— Begin Records for this task —

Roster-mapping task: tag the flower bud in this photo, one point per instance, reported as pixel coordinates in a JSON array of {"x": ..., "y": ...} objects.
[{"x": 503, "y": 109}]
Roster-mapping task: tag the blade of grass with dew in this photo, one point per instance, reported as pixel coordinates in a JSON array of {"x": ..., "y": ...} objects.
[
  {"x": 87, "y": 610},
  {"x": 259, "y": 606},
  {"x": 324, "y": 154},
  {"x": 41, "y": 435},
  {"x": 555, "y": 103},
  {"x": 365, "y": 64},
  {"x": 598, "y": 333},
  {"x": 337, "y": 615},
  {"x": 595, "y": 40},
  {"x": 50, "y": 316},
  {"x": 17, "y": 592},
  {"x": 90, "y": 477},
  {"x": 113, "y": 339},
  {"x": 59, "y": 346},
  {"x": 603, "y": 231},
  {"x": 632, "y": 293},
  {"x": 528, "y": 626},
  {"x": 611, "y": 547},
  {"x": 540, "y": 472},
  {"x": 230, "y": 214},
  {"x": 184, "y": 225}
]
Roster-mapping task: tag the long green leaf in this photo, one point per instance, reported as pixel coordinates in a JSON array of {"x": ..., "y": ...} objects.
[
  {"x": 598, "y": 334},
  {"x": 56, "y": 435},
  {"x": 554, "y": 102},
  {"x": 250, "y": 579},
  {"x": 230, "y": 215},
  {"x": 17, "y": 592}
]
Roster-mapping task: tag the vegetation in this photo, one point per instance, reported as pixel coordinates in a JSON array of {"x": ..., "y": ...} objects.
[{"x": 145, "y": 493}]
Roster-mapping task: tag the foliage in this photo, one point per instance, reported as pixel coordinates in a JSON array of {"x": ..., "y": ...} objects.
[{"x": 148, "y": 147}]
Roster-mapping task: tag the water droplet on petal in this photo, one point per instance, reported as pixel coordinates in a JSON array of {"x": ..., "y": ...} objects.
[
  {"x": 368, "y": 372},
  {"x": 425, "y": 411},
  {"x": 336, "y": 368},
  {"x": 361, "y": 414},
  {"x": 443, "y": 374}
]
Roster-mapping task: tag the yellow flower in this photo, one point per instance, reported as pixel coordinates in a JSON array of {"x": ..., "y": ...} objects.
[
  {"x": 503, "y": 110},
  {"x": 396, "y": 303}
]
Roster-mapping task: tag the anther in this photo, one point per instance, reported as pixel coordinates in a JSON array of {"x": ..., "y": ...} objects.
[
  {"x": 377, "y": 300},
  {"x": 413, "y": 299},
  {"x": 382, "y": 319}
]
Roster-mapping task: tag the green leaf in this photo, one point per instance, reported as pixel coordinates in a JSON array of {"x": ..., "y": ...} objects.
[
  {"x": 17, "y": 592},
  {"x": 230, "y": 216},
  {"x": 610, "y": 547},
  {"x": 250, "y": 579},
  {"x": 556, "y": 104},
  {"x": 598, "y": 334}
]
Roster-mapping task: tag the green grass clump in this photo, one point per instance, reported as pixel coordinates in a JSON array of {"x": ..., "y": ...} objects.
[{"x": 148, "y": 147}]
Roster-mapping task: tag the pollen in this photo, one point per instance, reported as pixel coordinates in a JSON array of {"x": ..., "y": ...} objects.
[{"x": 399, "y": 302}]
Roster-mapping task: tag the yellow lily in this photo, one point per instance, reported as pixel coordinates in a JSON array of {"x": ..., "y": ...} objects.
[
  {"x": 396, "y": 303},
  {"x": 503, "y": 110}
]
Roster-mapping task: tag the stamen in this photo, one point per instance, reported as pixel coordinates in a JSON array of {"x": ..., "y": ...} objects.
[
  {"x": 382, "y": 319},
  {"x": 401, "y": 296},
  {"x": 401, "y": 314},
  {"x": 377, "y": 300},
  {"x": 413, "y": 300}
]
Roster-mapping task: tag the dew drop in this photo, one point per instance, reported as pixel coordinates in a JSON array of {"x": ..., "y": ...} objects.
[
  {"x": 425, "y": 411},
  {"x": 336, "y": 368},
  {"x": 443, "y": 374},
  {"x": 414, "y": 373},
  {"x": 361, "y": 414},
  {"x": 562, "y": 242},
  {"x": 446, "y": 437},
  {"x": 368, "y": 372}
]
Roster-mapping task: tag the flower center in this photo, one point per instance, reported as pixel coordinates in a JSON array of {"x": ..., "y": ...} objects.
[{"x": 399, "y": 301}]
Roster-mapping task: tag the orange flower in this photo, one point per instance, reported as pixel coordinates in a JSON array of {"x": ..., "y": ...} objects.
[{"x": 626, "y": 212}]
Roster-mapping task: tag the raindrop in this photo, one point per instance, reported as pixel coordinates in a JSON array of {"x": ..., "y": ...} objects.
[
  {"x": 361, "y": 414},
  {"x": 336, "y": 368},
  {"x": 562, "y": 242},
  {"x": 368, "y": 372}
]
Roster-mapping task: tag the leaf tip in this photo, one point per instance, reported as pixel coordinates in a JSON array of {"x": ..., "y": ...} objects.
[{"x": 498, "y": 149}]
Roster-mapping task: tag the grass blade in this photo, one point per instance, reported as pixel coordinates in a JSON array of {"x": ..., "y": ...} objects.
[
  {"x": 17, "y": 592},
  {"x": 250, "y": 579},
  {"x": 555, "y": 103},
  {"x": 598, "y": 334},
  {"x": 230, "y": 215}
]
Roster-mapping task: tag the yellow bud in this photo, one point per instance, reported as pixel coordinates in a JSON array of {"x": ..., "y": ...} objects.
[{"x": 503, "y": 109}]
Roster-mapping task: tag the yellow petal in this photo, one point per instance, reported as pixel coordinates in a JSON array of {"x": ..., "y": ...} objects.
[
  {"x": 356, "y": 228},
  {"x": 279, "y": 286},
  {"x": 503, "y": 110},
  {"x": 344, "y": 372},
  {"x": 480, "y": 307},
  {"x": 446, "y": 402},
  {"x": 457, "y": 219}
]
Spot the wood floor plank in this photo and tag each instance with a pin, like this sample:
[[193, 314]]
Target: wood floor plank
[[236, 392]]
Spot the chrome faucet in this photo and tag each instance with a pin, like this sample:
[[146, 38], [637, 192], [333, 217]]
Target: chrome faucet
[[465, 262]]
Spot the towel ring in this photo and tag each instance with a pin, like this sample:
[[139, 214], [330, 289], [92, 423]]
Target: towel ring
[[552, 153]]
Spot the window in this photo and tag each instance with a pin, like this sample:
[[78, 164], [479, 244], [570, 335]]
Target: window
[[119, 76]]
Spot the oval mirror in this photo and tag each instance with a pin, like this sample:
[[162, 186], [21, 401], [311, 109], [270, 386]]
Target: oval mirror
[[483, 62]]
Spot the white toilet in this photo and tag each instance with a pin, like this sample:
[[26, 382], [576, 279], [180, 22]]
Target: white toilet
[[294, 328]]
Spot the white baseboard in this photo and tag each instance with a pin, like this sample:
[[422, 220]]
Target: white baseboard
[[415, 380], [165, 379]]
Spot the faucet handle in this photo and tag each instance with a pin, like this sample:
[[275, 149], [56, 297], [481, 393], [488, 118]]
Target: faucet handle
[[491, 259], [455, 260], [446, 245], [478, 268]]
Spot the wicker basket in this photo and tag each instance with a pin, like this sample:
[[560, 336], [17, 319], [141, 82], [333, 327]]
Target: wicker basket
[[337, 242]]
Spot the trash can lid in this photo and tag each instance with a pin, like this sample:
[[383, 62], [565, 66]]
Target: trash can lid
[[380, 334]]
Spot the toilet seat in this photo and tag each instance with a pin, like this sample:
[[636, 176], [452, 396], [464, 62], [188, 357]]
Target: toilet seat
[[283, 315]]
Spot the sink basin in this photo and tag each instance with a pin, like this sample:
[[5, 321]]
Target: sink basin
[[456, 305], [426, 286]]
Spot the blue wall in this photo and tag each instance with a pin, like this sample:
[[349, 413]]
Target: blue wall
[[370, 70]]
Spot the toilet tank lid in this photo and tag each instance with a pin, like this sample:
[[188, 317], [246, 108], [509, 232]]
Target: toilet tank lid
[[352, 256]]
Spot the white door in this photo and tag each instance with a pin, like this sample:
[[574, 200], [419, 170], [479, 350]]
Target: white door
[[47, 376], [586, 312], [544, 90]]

— End Records for this task —

Rewrite everything in the data above, from the line containing "Roster-mapping task: tag the yellow petal" down to and including the line containing "[[491, 259], [455, 260], [446, 245], [478, 268]]", as a numbered list with one line per item and no blank lines.

1. Roster-mapping task: tag the yellow petal in this photo, one point per instance, reported as pixel coordinates in a JSON array of {"x": ..., "y": ...} objects.
2. [
3.   {"x": 356, "y": 228},
4.   {"x": 279, "y": 286},
5.   {"x": 503, "y": 110},
6.   {"x": 344, "y": 372},
7.   {"x": 480, "y": 307},
8.   {"x": 446, "y": 402},
9.   {"x": 457, "y": 219}
10. ]
11. Spot the wood floor plank in this photo and tag each instance with a pin, like this sample:
12. [[193, 314]]
13. Target: wood floor plank
14. [[236, 392]]
15. Spot the chrome faucet in this photo and tag each instance with a pin, like this sample:
16. [[146, 38], [637, 192], [333, 217]]
17. Target: chrome faucet
18. [[465, 262]]
19. Spot the towel ring in this photo and tag each instance with a pin, like this sample:
20. [[139, 214], [330, 289], [92, 423]]
21. Target: towel ring
22. [[552, 153]]
23. Spot the window in this photo and tag each instance with a pin, like this sample:
24. [[78, 164], [479, 244], [570, 335]]
25. Target: window
26. [[119, 76]]
27. Spot the oval mirror in this photo and tag each instance with a pin, like this sample:
28. [[162, 186], [21, 401], [311, 109], [270, 386]]
29. Target: oval mirror
30. [[483, 62]]
31. Spot the white toilet in this photo and tag each instance with a pin, like this sample:
32. [[26, 382], [576, 279], [180, 22]]
33. Target: white toilet
34. [[294, 328]]
35. Spot the white baseboard in this photo and tag each instance with a pin, like this sample:
36. [[422, 220]]
37. Target: white baseboard
38. [[415, 380], [165, 379]]
39. Spot the faucet handle in this photo and tag each instance with a pin, like this sample:
40. [[275, 149], [56, 297], [481, 393], [488, 118]]
41. Target: faucet handle
42. [[491, 259], [455, 260], [446, 245], [478, 268]]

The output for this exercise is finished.